# Instructions to follow
Determine which lines of the records include the word "wooden", and copy them.

# Extracted material
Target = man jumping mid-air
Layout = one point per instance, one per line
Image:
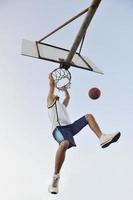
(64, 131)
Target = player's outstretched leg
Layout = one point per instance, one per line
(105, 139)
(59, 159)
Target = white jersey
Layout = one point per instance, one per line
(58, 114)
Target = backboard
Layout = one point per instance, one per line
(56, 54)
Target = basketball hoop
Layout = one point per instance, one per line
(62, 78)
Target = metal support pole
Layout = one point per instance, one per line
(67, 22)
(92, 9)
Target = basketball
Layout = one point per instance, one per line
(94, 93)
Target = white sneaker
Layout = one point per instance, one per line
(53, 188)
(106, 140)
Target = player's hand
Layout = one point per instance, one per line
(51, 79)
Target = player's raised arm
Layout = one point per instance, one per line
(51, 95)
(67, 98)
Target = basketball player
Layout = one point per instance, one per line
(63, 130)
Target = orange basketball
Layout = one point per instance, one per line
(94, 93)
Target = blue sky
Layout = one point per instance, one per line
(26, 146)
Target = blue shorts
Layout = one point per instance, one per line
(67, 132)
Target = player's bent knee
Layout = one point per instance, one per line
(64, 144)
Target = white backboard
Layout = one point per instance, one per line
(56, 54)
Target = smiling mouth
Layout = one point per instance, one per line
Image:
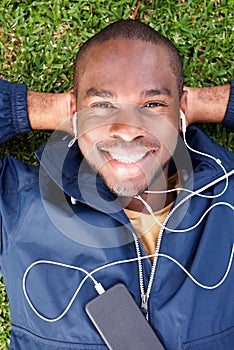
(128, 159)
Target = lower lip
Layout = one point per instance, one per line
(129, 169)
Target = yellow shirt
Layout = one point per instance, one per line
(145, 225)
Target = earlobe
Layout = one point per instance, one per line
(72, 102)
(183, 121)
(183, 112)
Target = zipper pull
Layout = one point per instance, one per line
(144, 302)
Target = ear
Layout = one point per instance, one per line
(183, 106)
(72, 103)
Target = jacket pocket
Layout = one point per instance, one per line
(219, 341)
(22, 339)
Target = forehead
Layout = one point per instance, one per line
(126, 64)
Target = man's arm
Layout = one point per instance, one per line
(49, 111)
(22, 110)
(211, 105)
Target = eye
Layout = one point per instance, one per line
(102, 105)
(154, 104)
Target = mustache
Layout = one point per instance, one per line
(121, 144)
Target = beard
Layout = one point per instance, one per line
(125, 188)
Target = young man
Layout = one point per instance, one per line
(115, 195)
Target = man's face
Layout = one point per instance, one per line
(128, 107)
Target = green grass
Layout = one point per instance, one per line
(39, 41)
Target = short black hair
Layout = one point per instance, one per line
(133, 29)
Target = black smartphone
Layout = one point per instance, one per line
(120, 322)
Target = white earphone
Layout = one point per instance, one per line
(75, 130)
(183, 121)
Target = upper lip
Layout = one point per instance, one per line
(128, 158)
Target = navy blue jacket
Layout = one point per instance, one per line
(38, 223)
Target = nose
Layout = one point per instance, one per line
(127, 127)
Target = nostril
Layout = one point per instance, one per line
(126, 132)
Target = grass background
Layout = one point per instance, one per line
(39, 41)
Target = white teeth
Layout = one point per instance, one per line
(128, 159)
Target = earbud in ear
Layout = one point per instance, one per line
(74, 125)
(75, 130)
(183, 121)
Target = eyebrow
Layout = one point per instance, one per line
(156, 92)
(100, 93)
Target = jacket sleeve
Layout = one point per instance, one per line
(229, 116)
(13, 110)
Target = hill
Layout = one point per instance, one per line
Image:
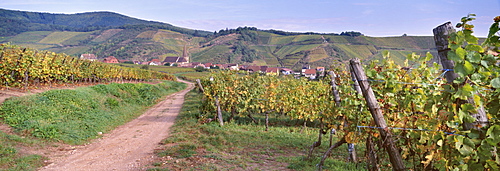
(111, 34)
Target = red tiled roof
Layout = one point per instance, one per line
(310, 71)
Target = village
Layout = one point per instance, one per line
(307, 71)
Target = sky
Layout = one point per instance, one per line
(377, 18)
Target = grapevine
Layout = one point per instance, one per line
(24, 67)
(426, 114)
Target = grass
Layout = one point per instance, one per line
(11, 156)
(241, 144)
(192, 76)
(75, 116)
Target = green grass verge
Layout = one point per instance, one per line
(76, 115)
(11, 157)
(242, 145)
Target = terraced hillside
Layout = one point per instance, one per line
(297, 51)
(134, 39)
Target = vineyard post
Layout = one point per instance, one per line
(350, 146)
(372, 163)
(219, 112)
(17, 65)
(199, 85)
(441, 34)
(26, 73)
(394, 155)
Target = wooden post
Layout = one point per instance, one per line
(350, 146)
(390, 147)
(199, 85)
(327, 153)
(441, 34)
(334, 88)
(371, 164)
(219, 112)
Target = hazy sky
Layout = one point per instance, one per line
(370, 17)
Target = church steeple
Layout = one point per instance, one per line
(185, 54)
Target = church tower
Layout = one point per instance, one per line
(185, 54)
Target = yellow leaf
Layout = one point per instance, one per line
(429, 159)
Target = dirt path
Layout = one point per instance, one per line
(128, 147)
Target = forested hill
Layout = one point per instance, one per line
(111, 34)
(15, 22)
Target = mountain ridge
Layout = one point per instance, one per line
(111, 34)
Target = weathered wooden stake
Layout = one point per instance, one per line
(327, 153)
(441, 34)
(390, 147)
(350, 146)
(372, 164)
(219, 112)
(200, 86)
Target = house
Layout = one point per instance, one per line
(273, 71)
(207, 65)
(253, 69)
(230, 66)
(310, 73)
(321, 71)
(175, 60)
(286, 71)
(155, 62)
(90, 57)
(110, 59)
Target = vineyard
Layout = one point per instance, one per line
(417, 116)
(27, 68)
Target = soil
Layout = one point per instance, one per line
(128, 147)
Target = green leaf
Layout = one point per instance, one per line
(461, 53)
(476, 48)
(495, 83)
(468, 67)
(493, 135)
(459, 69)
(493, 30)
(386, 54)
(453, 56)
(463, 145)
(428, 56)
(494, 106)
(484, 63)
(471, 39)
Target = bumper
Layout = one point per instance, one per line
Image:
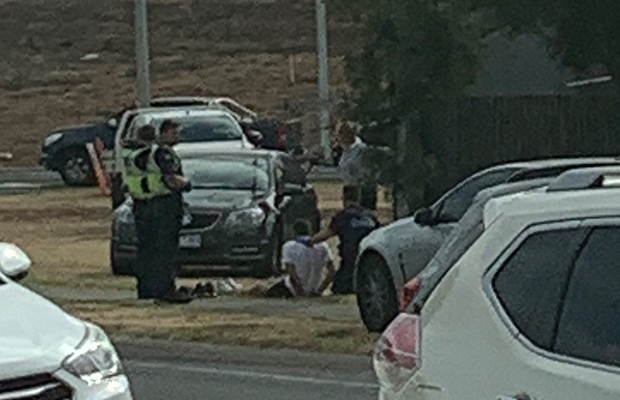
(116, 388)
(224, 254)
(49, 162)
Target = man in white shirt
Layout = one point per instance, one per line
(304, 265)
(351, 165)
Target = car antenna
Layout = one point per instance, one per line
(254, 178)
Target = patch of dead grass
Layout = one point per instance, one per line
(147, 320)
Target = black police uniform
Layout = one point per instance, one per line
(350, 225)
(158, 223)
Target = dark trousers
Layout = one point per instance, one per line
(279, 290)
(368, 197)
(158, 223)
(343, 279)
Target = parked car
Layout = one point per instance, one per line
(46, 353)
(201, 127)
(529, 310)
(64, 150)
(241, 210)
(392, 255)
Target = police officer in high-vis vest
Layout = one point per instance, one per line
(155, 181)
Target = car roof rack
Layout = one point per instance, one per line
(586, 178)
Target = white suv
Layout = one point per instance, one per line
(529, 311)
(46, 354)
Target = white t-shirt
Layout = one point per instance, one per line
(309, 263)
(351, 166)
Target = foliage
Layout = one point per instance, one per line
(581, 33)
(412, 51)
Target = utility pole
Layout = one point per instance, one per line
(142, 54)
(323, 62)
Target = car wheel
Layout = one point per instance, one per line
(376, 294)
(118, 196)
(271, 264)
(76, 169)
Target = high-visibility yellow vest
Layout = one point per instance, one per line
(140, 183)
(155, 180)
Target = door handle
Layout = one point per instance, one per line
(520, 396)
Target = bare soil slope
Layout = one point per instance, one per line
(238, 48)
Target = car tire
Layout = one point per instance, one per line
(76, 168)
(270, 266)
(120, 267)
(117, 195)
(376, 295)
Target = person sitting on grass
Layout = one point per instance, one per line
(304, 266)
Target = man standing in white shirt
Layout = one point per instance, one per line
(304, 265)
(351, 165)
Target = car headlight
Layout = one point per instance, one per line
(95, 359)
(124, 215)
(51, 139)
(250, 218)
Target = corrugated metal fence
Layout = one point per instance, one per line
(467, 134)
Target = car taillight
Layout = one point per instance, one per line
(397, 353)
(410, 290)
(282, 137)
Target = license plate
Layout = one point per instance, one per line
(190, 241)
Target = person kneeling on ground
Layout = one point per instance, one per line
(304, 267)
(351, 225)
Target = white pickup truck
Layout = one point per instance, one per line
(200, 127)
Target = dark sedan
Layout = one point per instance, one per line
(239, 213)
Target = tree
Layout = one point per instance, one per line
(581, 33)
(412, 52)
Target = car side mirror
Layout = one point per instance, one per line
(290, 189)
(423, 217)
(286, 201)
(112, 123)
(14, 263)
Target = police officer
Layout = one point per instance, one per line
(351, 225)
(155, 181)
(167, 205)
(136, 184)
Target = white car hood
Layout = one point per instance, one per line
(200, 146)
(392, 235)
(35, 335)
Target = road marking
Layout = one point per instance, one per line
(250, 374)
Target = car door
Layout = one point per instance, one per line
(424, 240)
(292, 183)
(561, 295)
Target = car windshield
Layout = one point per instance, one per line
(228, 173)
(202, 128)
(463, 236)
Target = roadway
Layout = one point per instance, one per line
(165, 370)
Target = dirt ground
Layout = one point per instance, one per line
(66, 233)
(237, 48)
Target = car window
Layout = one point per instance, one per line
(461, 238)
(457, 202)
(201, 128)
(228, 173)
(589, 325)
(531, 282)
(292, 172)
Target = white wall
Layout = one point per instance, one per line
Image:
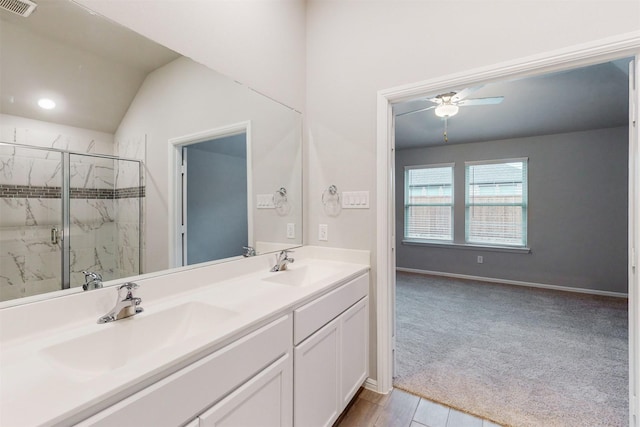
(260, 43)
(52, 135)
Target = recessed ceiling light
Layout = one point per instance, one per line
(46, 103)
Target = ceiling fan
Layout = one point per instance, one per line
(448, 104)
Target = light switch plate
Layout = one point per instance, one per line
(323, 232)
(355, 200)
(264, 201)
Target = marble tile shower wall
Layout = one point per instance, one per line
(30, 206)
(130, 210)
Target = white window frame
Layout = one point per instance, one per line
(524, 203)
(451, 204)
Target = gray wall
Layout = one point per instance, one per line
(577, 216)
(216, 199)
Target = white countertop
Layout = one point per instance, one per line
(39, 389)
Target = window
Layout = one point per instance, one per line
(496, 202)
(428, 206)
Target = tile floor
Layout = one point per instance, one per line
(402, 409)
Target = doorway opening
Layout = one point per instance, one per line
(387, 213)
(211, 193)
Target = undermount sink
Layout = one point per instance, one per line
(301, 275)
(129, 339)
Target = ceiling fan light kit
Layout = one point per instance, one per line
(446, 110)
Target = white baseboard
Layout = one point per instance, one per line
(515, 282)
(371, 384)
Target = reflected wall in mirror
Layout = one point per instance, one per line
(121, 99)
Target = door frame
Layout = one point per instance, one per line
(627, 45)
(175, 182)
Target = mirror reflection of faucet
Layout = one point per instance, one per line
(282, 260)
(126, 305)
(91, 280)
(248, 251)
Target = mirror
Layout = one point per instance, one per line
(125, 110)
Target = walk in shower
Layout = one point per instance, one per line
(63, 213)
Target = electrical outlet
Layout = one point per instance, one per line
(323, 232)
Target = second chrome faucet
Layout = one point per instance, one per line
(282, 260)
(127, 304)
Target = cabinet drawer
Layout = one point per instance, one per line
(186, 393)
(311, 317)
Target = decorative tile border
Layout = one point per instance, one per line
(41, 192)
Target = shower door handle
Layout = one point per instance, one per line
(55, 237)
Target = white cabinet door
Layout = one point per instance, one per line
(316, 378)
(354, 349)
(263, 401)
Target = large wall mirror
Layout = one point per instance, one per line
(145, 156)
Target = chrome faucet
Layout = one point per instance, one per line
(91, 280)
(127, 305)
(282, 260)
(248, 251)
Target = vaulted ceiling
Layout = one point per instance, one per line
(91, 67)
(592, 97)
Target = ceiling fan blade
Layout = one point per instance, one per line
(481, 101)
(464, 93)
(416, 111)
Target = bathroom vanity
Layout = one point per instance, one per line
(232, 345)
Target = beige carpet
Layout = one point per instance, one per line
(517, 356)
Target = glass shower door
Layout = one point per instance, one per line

# Reply to the exercise
Target = wooden post
Target = weathered wooden stake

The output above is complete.